## INSTRUCTION
Rewrite the lines below with "crown molding" swapped for "ceiling trim" everywhere it occurs, leaving everything else unchanged.

## Begin SOURCE RECORDS

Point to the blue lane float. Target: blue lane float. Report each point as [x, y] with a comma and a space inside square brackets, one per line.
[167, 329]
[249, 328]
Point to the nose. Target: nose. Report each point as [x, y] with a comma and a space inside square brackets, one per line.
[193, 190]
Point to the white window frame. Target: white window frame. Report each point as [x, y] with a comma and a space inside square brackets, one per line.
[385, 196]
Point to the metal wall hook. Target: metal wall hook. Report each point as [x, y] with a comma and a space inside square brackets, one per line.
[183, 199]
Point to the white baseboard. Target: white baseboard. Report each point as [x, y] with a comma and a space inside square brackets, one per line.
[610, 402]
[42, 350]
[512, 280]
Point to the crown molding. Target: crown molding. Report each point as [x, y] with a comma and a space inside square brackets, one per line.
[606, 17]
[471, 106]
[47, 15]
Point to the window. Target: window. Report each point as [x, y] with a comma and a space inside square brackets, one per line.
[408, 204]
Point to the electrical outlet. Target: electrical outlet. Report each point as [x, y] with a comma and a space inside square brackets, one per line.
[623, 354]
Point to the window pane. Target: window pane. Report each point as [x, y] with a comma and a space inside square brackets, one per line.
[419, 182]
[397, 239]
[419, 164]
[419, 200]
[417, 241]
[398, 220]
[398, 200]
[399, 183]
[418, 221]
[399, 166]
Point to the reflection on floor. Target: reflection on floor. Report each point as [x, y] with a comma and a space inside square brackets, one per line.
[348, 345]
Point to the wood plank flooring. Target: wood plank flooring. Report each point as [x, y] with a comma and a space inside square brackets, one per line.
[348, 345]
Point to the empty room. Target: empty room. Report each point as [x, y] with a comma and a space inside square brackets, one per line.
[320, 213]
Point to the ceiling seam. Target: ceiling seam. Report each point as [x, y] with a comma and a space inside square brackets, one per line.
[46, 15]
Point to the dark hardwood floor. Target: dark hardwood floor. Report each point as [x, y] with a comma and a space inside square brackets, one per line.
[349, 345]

## End SOURCE RECORDS

## FULL SOLUTION
Point to the blue lane float. Target: blue lane float. Report each point as [x, y] with a comma and a space inside square brackets, one per line.
[167, 329]
[249, 328]
Point to the nose. Target: nose. Report each point as [x, y] with a comma and a space inside square brackets, one per line.
[193, 190]
Point to the white window frame. Target: white window frame. Report each point as [x, y] with a comma and a space inside square brackets, one per line.
[385, 196]
Point to the metal wall hook. Target: metal wall hook. Report each point as [x, y] with a comma and a space inside square brackets, one per line.
[183, 199]
Point to the white baseboard. Target: white baseboard. Report each point as [x, y] with a comma and a space inside square brackets, one per line.
[610, 402]
[42, 350]
[512, 280]
Point to the ceiling trim. Target: ceiling trim. Report each point as [x, y] with a comma and a space inside square brackets, one per line.
[606, 17]
[471, 106]
[47, 15]
Point to the window. Target: window. Report each point as [x, y] with a comma and a space inside square brackets, one per line.
[408, 204]
Point to the electrical outlet. Target: electrical outlet. Report each point as [x, y] with a comma and a space inside square brackets, one per line.
[623, 354]
Point to the window pane. Target: window pane. Report each point as [x, y] with a comma and a space inside square brackets, one per line.
[419, 182]
[397, 239]
[419, 164]
[419, 200]
[417, 241]
[398, 220]
[398, 200]
[399, 183]
[418, 221]
[399, 166]
Point to the reflection on floor. Target: reflection on floor. Report each point as [x, y] with a comma and a space inside square brackets, one per line.
[348, 345]
Point to the wood plank flooring. Target: wood plank flooring. Report each point as [x, y] with a comma and a space inside square brackets, one per line.
[348, 345]
Point to the empty room. Target: empty room. Report each point as [x, y] with a comma and a space inside square brackets, one per line.
[320, 213]
Point to the ceiling seam. Target: ceiling seam. Report each point as [x, y] with a comma and a space inside square brackets, one per line.
[46, 15]
Point to the dark hardwood floor. Target: dark hardwood floor. Report each point as [x, y] with a comma and a space inside square brackets, one per line.
[349, 345]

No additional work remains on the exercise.